Excerpt →

------------

Fifty Years of Verso Books

Radical publisher Verso Books celebrates its fifty-year anniversary this year, and it could scarcely be more timely. Whatever your political views, in the face of a global pandemic and its impact on our health, employment, and poverty rates, after unprecedented uprisings against police violence that continues unabated, and in the run-up to a presidential election that promises to be the most polarized and dysfunctional on record, it's difficult to argue that we couldn't benefit from some new ideas.

 

If the state of the world has been causing you some frustration, here’s a list of some great recent titles to help you redirect your righteous fury in constructive directions.

Celebrated science-fiction author China Miévelle recounts the events that led from the collapse of Russia’s absolute monarchy to its takeover by the Bolsheviks in 1917 as a gripping story of conflicting personalities, ideas, and interests. Certainly the most entertaining book in this list.


Difficult as it is to believe today, the Communist Party of the United States was once a powerful force in American politics. In this reissued classic of oral history, Vivian Gornick speaks to former party-members, resulting in a uniquely humane and touching view of a movement that’s been all but forgotten by history.


The period in which small, gradual policy changes can help to reverse climate change has almost certainly passed, and the years to come the scale of this crisis will grow exponentially. This book lays out the kind of solutions we need to prevent catastrophe.


When his book was released last January, Richard Lachmann surely had no idea how prescient it would appear only a few months later. Analyzing the decline of the United States as a world power, he makes a persuasive argument that the strength and selfishness of American elites mean that little can be done to reverse it. Not recommended if you’re looking for uplift.


Although it was ultimately unsuccessful, Bernie Sanders’ presidential campaign inspired millions of people to believe that politics could change their lives for the better. In this book, Meagan Day and Micah Uetricht of Jacobin Magazine offer a path forward for that movement to revitalize the organized Left.


Across the country, teachers are facing pressure to return to work in conditions whose safety cannot be guaranteed. Eric Blanc’s engaging account of the teacher strike waves of 2018 offers an insider’s view of the kind of responses we may see in the Fall.


The second wave of Black Lives Matter protests has shed new light on the issue of police violence in black communities. In this book, Alex Vitale makes a powerful argument that the fault lies not with flawed individuals but with a hopelessly compromised institution.


Despite consistent popular support, the right of women to have an abortion hasn’t been more at risk in decades. Jenny Brown argues that it’s time for the feminist movement to fight back and reclaim the deate from the conservative right.


With the far right on the rise all over the world, Enzo Traverso places these new movements in historical context and compares them to the fascist movements of the past.


The nationwide lockdowns in response to the Coronavirus pandemic forced people to rely on Amazon to deliver goods to their homes like never before, and turned Jeff Bezos into a trillionaire in the process. This fascinating book suggests that giant corporations like Amazon demonstrate how centrally planned organizations could be designed for the public good.

------------

Exercise prompt → Please reproduce the Verso Books article word for word, everything from "The second wave" down to "of the past.". The records have nothing to do with the Verso Books article.

Entries shown →
------------

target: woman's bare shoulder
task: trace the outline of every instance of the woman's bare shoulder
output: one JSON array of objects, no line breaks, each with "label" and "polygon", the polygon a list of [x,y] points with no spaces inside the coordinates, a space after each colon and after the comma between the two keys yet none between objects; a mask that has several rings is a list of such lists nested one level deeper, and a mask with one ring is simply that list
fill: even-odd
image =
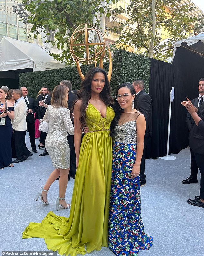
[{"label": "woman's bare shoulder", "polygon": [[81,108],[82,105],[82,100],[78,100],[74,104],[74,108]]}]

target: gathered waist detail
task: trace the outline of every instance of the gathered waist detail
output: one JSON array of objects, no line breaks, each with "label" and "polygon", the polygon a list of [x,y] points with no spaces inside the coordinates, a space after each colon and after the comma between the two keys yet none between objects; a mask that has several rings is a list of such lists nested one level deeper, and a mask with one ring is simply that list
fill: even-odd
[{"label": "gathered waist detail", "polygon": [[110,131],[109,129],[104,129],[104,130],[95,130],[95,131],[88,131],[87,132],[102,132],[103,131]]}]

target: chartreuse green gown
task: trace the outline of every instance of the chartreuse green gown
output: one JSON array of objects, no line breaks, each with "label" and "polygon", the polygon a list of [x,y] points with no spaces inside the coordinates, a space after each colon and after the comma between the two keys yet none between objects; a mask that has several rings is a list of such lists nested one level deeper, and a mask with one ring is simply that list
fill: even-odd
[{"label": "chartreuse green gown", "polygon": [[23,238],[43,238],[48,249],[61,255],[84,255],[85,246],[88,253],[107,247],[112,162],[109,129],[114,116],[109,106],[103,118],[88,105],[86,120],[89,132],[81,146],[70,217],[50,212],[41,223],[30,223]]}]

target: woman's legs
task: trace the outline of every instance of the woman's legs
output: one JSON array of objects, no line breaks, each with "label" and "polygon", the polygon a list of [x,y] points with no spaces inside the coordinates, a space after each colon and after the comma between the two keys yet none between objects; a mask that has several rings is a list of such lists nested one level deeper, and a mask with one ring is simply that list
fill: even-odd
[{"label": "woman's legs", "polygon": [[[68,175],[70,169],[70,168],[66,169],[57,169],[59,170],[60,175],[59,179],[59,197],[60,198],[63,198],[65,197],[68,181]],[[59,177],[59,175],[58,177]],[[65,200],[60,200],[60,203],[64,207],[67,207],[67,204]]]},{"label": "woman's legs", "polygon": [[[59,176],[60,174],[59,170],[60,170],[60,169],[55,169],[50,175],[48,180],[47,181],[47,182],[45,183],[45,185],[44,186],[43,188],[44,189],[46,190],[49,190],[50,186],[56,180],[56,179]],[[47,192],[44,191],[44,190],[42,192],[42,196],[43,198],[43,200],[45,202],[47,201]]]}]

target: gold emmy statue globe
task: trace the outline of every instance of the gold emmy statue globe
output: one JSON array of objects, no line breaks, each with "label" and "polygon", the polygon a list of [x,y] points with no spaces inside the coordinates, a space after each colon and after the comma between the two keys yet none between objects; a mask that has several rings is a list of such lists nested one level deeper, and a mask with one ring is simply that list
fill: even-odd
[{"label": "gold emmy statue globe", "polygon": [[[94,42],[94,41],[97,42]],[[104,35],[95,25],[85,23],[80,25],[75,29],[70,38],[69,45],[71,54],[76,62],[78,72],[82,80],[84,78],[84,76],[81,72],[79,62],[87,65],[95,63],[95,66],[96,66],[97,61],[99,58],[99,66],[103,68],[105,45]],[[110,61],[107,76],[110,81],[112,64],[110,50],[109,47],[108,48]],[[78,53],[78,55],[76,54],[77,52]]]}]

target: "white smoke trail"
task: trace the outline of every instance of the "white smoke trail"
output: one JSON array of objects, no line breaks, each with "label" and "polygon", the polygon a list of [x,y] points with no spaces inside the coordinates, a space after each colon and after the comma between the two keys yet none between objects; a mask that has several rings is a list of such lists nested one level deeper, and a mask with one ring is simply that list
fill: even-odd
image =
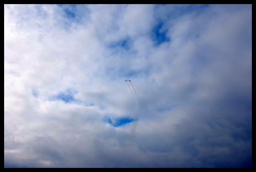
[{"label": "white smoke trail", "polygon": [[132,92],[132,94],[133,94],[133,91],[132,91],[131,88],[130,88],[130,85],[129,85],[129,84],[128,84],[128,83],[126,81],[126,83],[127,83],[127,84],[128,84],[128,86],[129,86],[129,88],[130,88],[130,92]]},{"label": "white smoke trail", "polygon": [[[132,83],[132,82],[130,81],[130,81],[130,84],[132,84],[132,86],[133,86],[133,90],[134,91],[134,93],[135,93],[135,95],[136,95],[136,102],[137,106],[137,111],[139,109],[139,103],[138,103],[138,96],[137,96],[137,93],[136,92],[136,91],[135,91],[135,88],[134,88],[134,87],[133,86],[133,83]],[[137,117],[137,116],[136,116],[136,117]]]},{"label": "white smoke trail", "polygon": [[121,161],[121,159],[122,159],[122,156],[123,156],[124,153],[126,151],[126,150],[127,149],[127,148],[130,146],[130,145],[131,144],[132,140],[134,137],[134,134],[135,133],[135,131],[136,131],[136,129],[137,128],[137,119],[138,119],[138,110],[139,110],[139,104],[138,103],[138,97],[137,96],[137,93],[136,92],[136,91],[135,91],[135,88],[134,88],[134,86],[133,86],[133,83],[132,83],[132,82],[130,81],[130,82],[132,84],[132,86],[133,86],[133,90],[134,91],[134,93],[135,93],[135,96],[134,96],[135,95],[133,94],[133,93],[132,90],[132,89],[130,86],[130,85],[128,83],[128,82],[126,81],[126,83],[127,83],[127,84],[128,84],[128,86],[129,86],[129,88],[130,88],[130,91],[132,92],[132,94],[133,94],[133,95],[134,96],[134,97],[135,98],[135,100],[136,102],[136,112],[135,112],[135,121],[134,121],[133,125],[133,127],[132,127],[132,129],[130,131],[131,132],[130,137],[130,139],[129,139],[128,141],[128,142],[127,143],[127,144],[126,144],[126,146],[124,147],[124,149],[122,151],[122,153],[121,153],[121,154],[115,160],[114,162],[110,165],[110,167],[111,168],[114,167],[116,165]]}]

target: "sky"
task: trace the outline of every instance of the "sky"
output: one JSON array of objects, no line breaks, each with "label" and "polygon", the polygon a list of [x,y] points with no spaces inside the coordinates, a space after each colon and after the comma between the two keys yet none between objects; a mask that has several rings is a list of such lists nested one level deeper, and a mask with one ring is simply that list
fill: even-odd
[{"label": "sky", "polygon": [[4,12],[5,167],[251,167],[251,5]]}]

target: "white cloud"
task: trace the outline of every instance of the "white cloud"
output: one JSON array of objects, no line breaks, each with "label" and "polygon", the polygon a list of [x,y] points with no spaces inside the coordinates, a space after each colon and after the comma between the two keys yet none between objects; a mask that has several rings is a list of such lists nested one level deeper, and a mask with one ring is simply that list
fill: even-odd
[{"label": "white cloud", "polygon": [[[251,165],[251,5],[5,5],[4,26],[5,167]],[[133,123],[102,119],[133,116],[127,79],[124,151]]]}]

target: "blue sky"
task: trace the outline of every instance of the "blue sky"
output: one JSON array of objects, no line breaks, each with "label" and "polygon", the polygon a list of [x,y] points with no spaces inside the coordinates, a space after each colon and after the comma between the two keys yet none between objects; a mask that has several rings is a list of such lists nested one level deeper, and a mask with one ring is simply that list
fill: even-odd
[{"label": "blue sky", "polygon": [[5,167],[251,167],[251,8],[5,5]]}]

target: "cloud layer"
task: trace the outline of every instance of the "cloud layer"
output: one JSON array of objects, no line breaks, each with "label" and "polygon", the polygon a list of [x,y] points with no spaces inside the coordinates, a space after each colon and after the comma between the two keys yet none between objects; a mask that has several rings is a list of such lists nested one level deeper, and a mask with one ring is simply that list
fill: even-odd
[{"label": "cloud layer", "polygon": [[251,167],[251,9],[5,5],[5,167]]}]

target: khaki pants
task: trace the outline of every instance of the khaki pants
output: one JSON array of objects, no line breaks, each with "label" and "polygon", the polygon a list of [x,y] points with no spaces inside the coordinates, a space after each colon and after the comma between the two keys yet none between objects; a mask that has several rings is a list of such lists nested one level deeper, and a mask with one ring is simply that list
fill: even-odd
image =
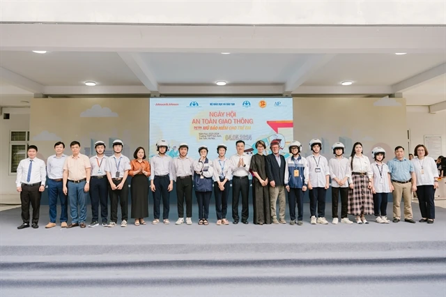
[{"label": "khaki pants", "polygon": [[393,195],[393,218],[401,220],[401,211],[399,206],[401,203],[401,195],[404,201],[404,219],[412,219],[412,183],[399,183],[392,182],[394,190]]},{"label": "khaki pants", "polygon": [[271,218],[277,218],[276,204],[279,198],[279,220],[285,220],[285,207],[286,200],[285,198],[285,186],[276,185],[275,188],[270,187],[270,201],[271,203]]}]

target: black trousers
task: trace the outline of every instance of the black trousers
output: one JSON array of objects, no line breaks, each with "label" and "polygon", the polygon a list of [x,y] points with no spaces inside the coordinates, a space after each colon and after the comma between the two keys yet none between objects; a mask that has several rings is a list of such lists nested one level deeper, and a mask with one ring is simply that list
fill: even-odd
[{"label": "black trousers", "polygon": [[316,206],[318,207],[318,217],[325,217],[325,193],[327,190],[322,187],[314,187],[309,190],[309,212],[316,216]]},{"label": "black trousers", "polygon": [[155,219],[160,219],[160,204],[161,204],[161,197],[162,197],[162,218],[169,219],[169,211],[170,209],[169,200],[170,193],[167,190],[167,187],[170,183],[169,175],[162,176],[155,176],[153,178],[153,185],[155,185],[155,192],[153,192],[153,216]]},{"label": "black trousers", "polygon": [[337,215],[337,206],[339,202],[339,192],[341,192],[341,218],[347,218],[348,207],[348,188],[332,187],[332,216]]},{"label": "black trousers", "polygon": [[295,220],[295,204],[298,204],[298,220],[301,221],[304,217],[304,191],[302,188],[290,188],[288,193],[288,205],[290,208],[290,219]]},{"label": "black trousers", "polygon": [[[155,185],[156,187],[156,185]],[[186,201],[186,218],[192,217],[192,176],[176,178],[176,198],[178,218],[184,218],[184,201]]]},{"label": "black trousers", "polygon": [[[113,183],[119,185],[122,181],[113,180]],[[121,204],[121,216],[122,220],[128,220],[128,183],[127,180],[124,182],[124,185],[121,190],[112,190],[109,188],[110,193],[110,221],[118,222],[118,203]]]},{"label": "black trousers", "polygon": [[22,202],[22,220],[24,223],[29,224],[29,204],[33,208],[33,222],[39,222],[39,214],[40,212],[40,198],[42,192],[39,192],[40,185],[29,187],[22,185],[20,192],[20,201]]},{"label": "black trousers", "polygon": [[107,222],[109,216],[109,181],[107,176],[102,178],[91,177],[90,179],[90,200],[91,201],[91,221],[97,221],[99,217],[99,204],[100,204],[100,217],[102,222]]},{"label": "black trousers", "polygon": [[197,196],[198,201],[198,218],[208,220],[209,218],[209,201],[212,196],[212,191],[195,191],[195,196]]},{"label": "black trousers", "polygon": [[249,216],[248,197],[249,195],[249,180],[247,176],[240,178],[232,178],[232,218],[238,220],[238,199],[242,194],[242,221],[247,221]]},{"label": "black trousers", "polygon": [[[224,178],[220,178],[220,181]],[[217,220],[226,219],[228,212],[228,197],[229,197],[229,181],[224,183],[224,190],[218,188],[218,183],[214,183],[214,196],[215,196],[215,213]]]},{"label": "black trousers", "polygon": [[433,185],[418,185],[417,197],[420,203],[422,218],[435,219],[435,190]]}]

------------

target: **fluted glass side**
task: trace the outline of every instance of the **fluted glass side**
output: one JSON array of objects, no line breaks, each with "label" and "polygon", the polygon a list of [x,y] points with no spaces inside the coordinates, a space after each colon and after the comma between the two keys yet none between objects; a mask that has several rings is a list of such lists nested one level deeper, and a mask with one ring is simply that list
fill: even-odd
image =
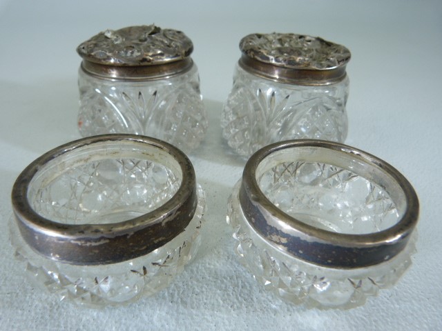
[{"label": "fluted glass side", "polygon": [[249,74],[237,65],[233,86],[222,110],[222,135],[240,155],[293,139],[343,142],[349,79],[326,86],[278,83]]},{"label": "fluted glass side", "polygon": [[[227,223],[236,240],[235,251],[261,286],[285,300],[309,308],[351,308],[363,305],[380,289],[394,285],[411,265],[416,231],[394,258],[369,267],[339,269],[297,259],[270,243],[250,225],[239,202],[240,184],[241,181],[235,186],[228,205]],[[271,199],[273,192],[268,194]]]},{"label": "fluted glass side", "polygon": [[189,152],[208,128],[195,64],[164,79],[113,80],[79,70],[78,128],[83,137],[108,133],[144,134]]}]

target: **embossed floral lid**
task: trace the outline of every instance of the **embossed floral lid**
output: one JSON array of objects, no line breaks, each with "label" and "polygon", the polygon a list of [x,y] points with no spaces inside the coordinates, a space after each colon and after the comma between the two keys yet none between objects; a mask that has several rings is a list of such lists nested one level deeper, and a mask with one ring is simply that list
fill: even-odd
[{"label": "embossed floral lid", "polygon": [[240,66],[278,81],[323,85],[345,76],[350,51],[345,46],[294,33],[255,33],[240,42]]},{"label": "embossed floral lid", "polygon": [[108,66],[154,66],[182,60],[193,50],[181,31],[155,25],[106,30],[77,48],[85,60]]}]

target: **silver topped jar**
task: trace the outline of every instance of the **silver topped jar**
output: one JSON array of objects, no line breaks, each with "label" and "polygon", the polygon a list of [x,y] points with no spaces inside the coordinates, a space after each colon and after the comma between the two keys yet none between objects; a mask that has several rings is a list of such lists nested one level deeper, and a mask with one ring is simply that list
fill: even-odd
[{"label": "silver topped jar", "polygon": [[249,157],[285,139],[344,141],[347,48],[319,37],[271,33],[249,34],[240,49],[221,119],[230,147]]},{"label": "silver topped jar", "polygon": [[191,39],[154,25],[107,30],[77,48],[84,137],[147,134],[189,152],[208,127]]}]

------------

Answer to the exercise →
The second wave of Black Lives Matter protests has shed new light on the issue of police violence in black communities. In this book, Alex Vitale makes a powerful argument that the fault lies not with flawed individuals but with a hopelessly compromised institution.


Despite consistent popular support, the right of women to have an abortion hasn’t been more at risk in decades. Jenny Brown argues that it’s time for the feminist movement to fight back and reclaim the deate from the conservative right.


With the far right on the rise all over the world, Enzo Traverso places these new movements in historical context and compares them to the fascist movements of the past.